------ Records for this exercise

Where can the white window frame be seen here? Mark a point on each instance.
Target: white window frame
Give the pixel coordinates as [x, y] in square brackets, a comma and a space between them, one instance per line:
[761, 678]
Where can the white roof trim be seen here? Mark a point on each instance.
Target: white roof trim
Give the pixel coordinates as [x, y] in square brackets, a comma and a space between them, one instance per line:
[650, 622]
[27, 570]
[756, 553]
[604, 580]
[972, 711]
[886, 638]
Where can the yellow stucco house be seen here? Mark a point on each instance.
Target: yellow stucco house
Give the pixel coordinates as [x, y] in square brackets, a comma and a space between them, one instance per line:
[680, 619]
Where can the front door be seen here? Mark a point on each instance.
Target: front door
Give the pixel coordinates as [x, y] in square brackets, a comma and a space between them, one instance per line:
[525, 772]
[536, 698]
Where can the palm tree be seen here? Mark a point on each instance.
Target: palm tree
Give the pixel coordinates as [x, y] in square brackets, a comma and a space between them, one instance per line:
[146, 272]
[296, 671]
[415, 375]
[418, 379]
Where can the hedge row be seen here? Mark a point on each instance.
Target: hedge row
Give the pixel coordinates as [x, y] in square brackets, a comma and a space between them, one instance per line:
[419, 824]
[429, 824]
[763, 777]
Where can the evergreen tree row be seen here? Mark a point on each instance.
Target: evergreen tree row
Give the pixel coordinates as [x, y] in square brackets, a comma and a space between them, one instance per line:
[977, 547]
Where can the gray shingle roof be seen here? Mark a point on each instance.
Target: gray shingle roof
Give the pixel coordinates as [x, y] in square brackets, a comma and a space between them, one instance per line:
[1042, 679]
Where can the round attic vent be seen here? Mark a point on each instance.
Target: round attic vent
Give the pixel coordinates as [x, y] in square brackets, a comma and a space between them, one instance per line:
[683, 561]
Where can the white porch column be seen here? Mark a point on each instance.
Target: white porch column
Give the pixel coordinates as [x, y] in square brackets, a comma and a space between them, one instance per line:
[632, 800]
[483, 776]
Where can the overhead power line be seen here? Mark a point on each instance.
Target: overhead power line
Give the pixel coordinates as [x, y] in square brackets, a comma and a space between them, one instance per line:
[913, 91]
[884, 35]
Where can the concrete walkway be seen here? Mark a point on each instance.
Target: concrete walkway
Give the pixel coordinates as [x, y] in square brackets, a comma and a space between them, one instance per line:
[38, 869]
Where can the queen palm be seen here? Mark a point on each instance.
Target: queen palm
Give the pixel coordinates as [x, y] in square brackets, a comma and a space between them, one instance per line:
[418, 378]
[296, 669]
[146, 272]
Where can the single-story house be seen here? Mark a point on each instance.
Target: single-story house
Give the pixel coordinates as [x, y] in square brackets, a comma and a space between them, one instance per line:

------------
------ Records for this exercise

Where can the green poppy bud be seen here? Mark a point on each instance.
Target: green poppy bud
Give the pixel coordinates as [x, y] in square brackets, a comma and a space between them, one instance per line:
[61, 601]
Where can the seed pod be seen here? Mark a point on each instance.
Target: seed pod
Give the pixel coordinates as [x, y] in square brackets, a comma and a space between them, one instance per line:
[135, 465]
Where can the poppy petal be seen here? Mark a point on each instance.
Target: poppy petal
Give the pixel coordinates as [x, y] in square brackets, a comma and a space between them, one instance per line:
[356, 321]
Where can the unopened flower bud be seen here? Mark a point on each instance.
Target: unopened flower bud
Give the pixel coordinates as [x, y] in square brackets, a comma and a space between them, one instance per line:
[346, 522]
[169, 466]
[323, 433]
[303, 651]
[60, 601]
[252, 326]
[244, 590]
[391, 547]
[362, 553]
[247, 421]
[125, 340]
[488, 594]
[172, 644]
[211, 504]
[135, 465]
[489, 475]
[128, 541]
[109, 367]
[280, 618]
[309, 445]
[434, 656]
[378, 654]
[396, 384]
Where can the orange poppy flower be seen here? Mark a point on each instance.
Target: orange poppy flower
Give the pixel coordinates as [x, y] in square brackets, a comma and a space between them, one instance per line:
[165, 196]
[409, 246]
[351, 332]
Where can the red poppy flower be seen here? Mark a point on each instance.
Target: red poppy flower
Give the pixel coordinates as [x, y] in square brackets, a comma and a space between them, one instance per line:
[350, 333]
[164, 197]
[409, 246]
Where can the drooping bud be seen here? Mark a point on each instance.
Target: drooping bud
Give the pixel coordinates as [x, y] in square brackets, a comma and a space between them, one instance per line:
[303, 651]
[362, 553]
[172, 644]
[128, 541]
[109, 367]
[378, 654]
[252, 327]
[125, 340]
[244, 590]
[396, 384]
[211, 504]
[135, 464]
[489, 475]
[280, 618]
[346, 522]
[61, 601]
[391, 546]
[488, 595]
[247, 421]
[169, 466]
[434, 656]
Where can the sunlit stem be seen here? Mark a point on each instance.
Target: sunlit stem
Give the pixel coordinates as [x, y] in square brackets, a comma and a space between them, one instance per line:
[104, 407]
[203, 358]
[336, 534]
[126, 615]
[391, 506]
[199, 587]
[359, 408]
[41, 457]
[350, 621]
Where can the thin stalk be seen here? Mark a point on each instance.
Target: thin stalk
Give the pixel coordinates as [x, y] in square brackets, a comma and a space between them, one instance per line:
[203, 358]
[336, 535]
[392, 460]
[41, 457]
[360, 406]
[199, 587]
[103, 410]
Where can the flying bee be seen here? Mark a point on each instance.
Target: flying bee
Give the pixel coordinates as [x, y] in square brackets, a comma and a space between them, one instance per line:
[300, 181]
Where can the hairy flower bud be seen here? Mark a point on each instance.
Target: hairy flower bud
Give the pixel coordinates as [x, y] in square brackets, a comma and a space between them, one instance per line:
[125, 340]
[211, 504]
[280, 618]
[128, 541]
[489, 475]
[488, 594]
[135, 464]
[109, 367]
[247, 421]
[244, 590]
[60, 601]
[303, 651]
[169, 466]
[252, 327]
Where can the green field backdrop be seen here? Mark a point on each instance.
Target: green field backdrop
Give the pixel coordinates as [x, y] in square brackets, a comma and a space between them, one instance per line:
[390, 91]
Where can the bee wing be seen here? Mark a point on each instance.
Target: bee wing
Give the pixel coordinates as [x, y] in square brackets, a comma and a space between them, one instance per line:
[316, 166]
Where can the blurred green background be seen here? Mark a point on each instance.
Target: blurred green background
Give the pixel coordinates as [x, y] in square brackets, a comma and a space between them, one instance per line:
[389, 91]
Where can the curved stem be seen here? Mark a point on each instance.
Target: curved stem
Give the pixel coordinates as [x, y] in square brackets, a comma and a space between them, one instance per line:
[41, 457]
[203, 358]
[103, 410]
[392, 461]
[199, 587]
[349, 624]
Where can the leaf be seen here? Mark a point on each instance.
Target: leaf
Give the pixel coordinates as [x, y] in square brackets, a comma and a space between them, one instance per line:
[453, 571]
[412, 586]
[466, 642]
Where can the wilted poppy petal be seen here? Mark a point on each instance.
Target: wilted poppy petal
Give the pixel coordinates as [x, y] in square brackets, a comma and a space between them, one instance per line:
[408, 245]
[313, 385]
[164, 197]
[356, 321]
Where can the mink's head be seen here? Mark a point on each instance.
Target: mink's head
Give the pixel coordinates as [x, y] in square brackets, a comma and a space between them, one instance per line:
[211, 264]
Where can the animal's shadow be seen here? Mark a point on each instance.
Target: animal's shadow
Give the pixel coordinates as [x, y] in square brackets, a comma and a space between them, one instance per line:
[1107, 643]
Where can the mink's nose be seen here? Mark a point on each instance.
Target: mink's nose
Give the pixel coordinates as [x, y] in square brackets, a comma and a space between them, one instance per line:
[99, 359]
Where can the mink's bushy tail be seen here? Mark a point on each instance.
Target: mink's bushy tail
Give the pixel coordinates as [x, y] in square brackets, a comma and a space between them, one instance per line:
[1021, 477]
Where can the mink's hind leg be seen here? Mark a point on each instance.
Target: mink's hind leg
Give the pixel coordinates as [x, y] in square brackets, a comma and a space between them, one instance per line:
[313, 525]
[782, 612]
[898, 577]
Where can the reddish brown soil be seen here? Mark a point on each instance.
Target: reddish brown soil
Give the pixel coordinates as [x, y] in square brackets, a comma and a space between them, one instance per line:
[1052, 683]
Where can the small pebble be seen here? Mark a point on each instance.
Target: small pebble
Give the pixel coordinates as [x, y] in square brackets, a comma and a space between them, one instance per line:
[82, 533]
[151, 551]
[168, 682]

------------

**What you will do**.
Write out again the lines from the line with "Where can the mink's bushy" to the line with "[1021, 477]", and increase every coordinate in the answers by 36.

**Output for this exercise**.
Where can the mink's bushy tail be seen here? Mark a point on each instance.
Target: mink's bushy tail
Give the pixel coordinates as [x, y] in square brackets, a comma and a space between them, one instance per line:
[1057, 513]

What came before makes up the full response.